What the exercise asks: Please continue the piece on skincare products to avoid, starting right after its final sentence.

Source text: Begin

Exploring new skincare and beauty products can be a lot of fun. Unfortunately, it can also be quite overwhelming. One way to narrow down what works for you is to figure out what to avoid. The process could take some trial and error.
With that said, here are some types of skincare products to avoid or be wary of.
In the best-case scenario, redundant products make for a coveted collection. But in the worst-case scenario, using products redundantly can create skin dilemmas from overdoing a step.
Too many cleansing steps will strip away your oils and lead to dryness or overproduction of sebum to compensate. Too many exfoliation steps compromise your skin barrier due to microtears. And over moisturizing clogs your pores or causes your skin to halt oil production, leading to drier skin!
Ironically, a redundant routine that damages your skin will cause you to eliminate products to get your skin back to normal. Make sure every product in your routine has its purpose, and avoid combining active ingredients like retinol and exfoliating acids. You can also group product sets together and rotate them seasonally. Doing so makes your collection more strategic than redundant.
Everyone’s skin is different, so the term “useless” may be subjective. I’m using the word “useless” to describe products that fail to deliver on their main premise.
One useless product example is something that boasts topical collagen. It may seem strange to call out collagen when it’s found in youthful skin. But collagen’s molecular structure just isn’t tiny enough to penetrate your skin when used topically. This is what makes topical collagen useless.
Avoid useless purchases by learning the science behind active ingredients. Collagen may be ineffective topically, but you can benefit from it orally and eat protein-rich foods to up your body’s collagen production.
Scaremongering is when marketing or information brings out your fears in a way that overrides reason. A beauty brand relying on scaremongering might convince you that most other products are poisoning you. But unless you’re using Victorian-era beauty products or unknowingly using a counterfeit (more on this later), you are most likely safe.
Sure, there are admirable brands that strive to do their part in saving Earth by using nourishing, sustainable ingredients. But be wary of marketing tactics that scare you into throwing away perfectly good products that have been helping you because that’s ironically more wasteful.
Someone I know once raved about a skincare line allegedly curing cancer and paralysis. Sounds too good to be true, right? It probably is. Unlike scaremongering that preys on fears, magical claims prey on your hopes and desperation, especially when it feels like nothing else works.

Source text: End
Available data: Begin

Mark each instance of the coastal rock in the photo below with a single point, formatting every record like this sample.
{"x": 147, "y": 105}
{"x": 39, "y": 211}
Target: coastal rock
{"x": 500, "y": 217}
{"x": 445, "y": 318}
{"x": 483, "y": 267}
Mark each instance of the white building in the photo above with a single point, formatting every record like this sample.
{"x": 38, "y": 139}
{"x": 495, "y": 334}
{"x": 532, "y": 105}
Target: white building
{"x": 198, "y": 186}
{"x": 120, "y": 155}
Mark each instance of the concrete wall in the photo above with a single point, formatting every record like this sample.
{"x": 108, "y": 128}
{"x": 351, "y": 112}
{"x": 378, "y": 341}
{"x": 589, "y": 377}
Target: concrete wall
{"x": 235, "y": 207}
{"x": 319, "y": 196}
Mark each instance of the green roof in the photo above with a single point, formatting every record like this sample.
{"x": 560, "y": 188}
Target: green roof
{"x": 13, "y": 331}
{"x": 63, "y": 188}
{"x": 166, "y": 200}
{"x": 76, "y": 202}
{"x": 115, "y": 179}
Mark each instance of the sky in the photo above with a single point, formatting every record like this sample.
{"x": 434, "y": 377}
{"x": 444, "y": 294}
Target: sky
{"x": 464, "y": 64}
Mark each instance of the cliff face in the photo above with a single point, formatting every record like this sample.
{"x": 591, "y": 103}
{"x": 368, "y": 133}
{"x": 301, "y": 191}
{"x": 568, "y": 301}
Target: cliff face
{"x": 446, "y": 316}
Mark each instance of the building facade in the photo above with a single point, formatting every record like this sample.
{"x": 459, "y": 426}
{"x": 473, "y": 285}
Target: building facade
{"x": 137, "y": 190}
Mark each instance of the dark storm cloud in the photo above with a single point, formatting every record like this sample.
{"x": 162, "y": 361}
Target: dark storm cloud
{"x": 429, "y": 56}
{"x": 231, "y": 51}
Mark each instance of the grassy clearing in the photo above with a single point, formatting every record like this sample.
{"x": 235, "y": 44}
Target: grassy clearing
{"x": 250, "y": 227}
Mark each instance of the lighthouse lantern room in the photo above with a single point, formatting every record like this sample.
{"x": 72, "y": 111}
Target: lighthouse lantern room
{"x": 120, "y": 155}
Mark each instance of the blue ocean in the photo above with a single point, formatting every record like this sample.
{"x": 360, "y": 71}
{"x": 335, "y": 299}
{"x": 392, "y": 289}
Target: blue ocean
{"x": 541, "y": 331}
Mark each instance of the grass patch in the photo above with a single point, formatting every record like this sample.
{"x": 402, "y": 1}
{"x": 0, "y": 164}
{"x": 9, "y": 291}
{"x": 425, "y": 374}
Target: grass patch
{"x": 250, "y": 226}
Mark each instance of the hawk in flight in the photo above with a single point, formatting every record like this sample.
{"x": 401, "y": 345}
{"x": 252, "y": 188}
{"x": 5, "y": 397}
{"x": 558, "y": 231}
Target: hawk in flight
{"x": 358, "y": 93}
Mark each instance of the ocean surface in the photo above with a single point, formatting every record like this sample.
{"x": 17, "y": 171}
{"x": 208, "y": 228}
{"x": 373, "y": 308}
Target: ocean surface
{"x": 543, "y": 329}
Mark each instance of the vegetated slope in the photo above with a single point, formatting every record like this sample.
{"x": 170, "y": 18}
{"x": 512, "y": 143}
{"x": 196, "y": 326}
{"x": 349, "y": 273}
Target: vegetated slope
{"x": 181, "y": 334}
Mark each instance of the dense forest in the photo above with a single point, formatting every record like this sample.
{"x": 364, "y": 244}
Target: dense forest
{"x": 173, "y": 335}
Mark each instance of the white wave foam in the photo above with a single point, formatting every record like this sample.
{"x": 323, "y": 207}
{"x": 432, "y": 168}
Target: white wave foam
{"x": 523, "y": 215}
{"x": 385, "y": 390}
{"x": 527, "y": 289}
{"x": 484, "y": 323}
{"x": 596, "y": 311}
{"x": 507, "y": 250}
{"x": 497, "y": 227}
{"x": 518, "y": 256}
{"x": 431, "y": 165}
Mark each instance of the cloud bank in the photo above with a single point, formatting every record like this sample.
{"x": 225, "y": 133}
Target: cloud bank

Available data: End

Response:
One example of magical phrasing is “maximum strength.” This likely refers to a skincare product containing more of an active ingredient than other products offered by the same skincare line. Or maybe not, and it’s just a cool thing to slap on the label and draw your attention.
Demystify magical claims by examining a product’s ingredients list for a better understanding of how it works.
Multi-level Marketing (also known as “network marketing”) is less about the product and more about membership recruitment. It starts out innocently when someone you know talks you into checking out their beauty business. Direct sales tactics get you interested in the products as a potential customer. But then the sales pitch shifts.
Before you know it, they’re talking to you like a potential business partner who can help them by paying for a sales kit to do what they do. Suddenly, it’s not about buying the product. Look out for this red flag.
If you’re a beauty enthusiast with an entrepreneurial streak, it’s better to build your business through networking, learning about the industry, preparing a safety net in case your endeavors tank, and niche-ing into something you can promote authentically without the pyramid scheme.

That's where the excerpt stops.